→ **Exercise objective**:
Collect each line of the data below that contains the exact string "exactly".

→ **Exercise input**:

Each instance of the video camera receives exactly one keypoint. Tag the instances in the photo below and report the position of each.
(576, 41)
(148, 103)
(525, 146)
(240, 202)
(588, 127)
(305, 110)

→ **Output below**:
Each instance of the video camera receives exactly one keypoint. Tag the instances in the photo below and report the position of each.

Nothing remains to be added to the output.